Stored items from a collection
::::::::::
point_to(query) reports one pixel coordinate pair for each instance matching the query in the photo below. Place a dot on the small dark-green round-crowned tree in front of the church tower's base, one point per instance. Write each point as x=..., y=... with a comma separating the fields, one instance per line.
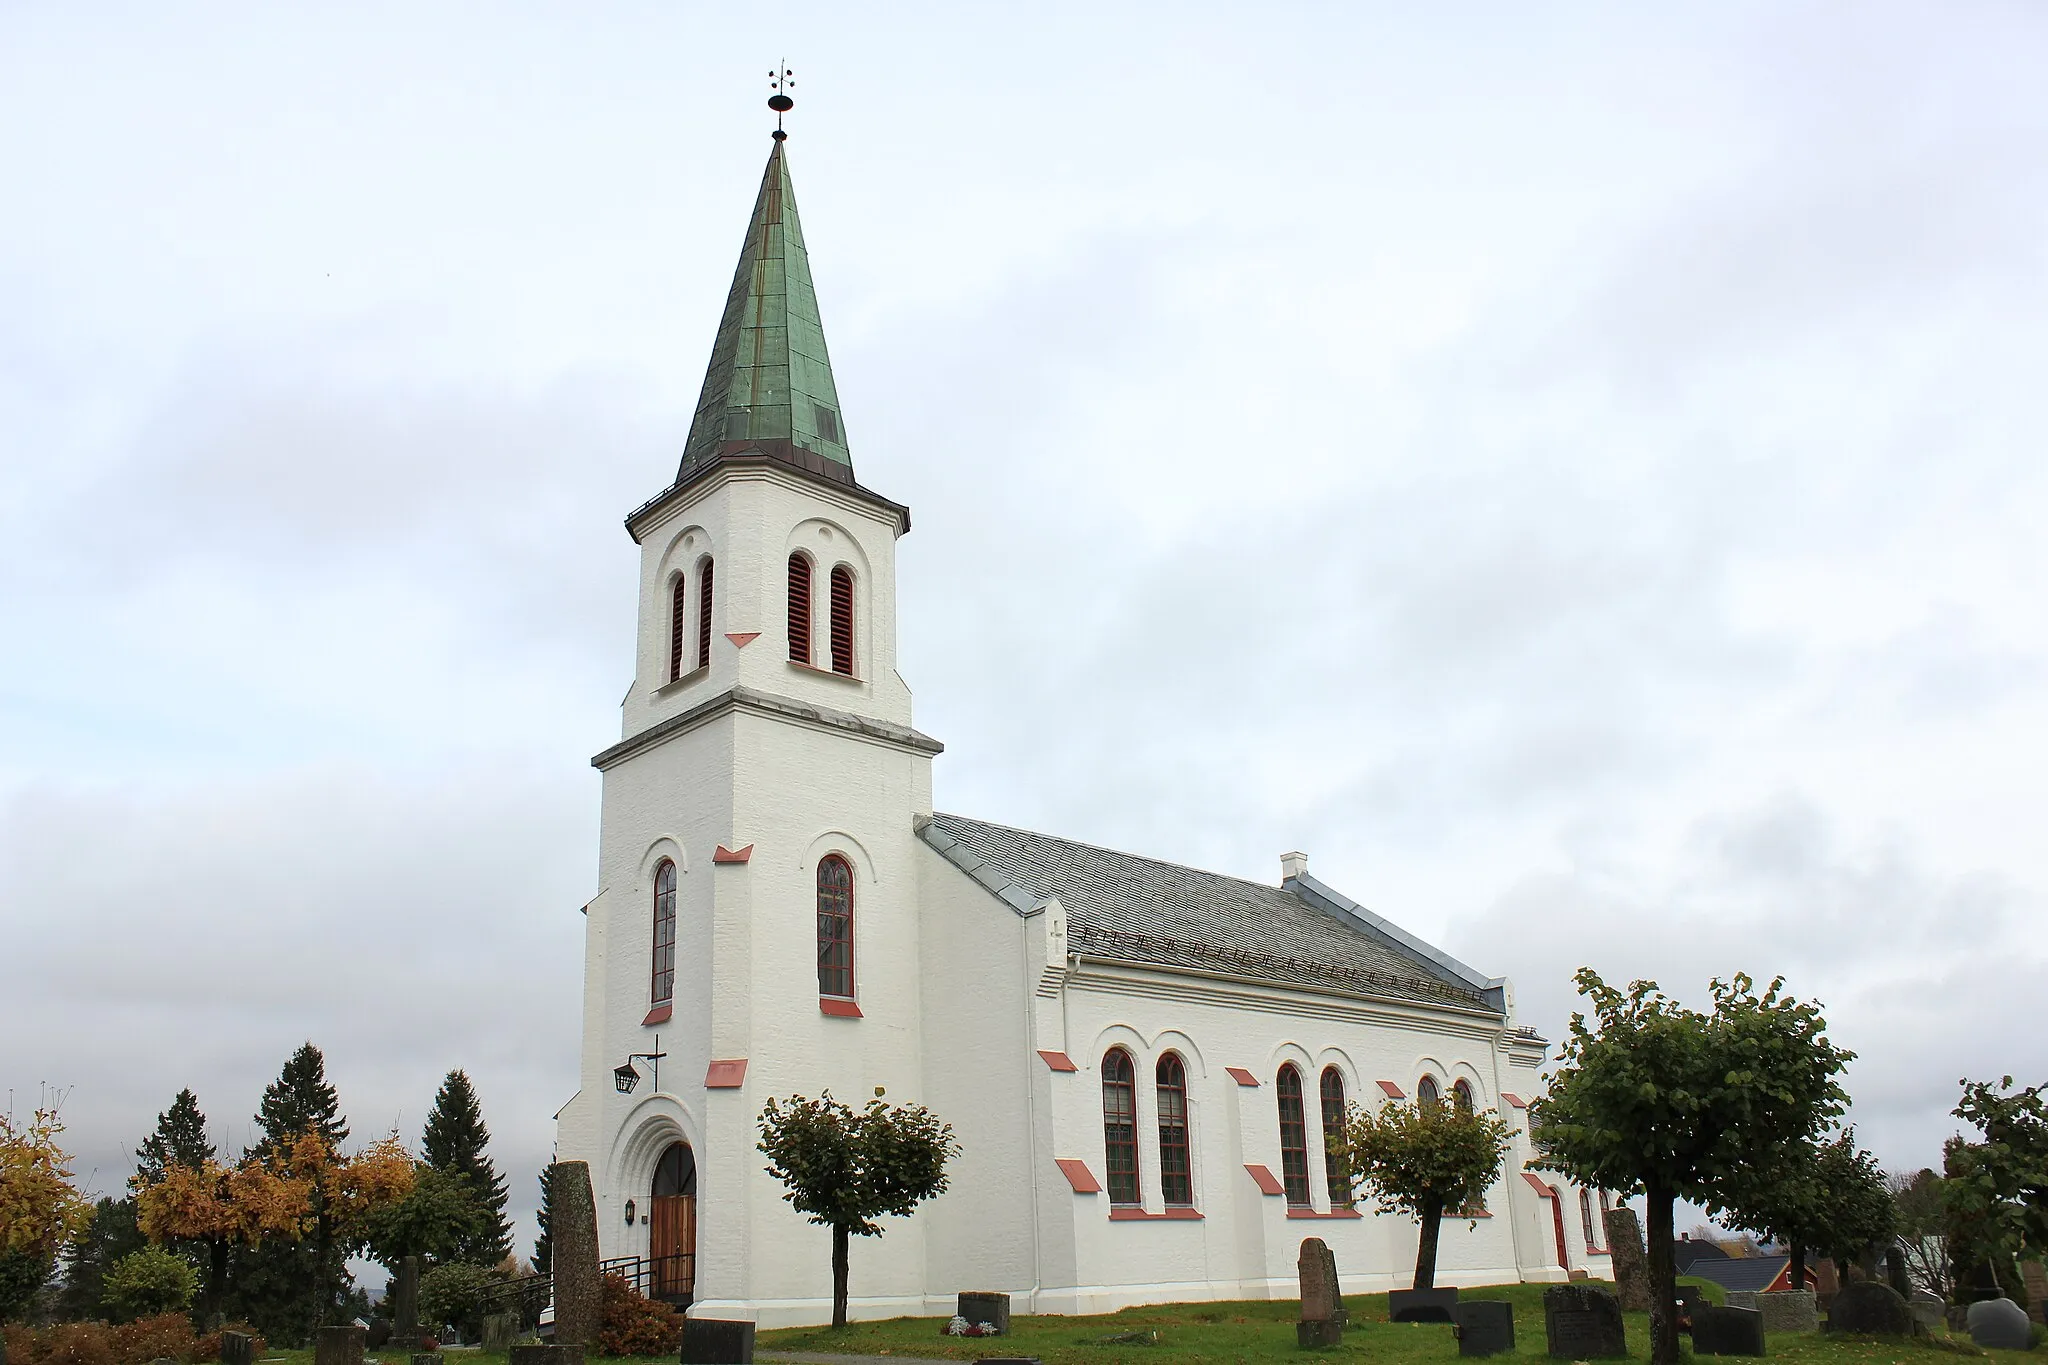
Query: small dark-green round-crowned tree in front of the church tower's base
x=849, y=1168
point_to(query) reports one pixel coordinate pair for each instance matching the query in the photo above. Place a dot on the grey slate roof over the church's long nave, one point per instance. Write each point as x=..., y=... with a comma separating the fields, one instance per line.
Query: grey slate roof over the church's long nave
x=1140, y=910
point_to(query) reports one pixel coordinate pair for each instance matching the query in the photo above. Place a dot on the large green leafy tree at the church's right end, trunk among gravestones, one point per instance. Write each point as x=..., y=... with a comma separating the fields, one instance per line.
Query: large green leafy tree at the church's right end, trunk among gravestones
x=1678, y=1104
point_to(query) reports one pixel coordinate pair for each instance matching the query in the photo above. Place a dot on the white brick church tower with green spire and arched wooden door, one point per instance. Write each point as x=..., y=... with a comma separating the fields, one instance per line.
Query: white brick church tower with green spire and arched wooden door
x=759, y=914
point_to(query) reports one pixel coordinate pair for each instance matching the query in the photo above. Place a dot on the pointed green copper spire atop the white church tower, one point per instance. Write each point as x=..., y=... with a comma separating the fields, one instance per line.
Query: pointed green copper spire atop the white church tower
x=769, y=388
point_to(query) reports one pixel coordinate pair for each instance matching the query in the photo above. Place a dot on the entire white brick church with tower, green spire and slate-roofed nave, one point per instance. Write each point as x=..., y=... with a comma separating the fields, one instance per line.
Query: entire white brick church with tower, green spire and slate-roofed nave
x=1140, y=1059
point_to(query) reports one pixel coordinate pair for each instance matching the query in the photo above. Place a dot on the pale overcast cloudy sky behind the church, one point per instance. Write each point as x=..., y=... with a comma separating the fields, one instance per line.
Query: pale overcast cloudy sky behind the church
x=1574, y=472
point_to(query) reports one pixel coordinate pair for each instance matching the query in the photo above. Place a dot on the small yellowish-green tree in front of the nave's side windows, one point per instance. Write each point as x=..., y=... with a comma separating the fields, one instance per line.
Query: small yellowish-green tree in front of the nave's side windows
x=1422, y=1161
::::::::::
### Task to complete
Give the lines again word for word, from the start of the records to the line holding "on the large", both included, and leave out any picture.

### Answer to the problem
point_to(query) reports one pixel coordinate pair for each instance matching the query in the photo below. Place a dot on the small dark-green round-crowned tree in front of the church tower's base, one point per instance. Write each point as x=..., y=... with a comma separating the fields, one instance per line.
Query: small dark-green round-crowned tree in front of the church tower's base
x=849, y=1168
point_to(query) reports one pixel coordinate pair for each instance matching the query in the photo above. Place a dot on the grey slate roof over the church's long nave, one point per instance. Write each point as x=..., y=... with a comma separating the fields, one instance per line.
Query: grey slate roof over the church's long nave
x=1140, y=910
point_to(query) reports one pixel coordinate pair for each instance matching the query in the photo above. Place a dot on the large green leafy tree at the church's right end, trunk among gravestones, one point per instance. Write each point as x=..., y=... with a comma separating the fields, one instance per line.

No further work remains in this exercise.